Some people have even speculated about whether in the future pilots will be needed at all and that the human factor is more fallible than a computer. The argument goes like this:

Three pilots, two pilots, one pilot, no pilot. Which would you rather have in a machine that can carry anything from 60 to 600 people—and be destroyed by one unhinged person? As we behold the horror of what Andreas Lubitz visited on the 149 other souls on Germanwings Flight 9525 it is a salutary question to ask.

In the eyes of technical optimists 3-2-1-0 is the evolutionary line of piloting in the jet age. At the beginning, in the 1950s, there were three people in the cockpit: the captain, the first officer, and the flight engineer. The flight engineer sat behind the pilots and to one side, staring at a bank of dials.

These days, looking back on that time, sometimes with derision, we call that the clockwork cockpit. In the analog age the flight instruments were unchanged from the days of Lindbergh, except that there were many more of them. So the flight engineer had to watch them all, flick switches, press buttons.

▶ CHECK YOUR UNDERSTANDING:
A) List the three people the passage on pilots says sat in the cockpit at the beginning, in the 1950s.
B) Repeat the stretch of the passage on pilots from "In the eyes" through "bank of dials.", renaming "flight engineer" to "systems engineer" wherever it occurs.
The records that come next are separate material and have nothing to do with the passage on pilots.

▶ DATA EXTRACT:
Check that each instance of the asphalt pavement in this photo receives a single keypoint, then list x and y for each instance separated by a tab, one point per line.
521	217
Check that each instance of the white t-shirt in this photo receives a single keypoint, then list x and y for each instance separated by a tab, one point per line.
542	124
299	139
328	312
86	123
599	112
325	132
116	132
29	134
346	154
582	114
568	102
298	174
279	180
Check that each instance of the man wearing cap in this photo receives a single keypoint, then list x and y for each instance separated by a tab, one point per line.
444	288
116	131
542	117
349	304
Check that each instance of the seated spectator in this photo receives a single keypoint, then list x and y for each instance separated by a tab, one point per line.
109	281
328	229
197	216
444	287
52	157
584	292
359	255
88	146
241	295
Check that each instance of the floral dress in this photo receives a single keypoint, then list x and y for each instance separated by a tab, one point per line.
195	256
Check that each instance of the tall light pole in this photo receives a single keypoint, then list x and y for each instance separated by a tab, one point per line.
* * *
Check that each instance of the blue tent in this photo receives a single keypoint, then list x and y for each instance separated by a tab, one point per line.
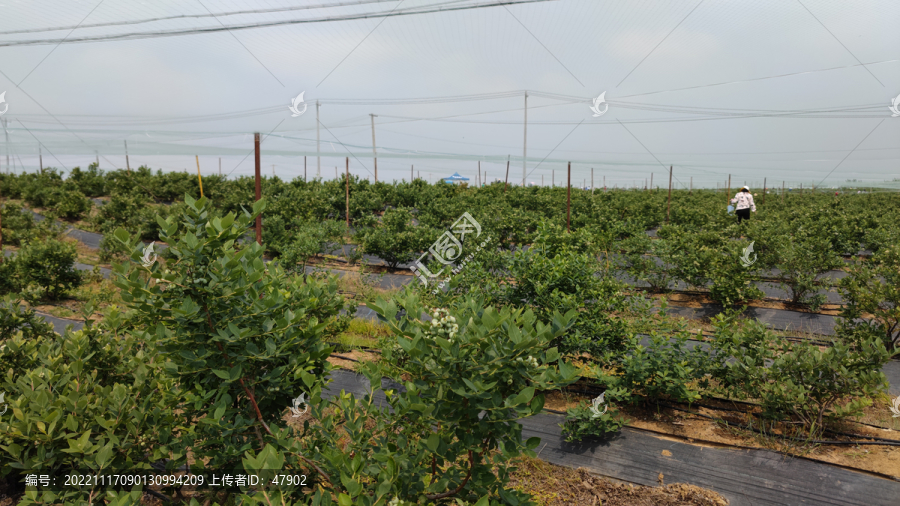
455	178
...
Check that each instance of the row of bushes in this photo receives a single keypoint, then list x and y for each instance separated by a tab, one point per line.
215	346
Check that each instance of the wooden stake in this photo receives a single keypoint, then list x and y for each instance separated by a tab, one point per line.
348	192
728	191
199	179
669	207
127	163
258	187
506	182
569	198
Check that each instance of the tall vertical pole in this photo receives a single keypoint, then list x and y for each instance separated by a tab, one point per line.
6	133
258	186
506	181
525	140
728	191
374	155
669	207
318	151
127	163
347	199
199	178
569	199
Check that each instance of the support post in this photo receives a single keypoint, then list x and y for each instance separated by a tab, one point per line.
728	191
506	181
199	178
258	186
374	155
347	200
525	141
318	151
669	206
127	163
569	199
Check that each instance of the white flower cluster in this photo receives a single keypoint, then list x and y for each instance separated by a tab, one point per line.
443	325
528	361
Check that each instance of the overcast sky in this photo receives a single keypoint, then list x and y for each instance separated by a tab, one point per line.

▶ ANSWERS FOR THIS EXERCISE:
A) the captain, the first officer, the flight engineer

B)
In the eyes of technical optimists 3-2-1-0 is the evolutionary line of piloting in the jet age. At the beginning, in the 1950s, there were three people in the cockpit: the captain, the first officer, and the systems engineer. The systems engineer sat behind the pilots and to one side, staring at a bank of dials.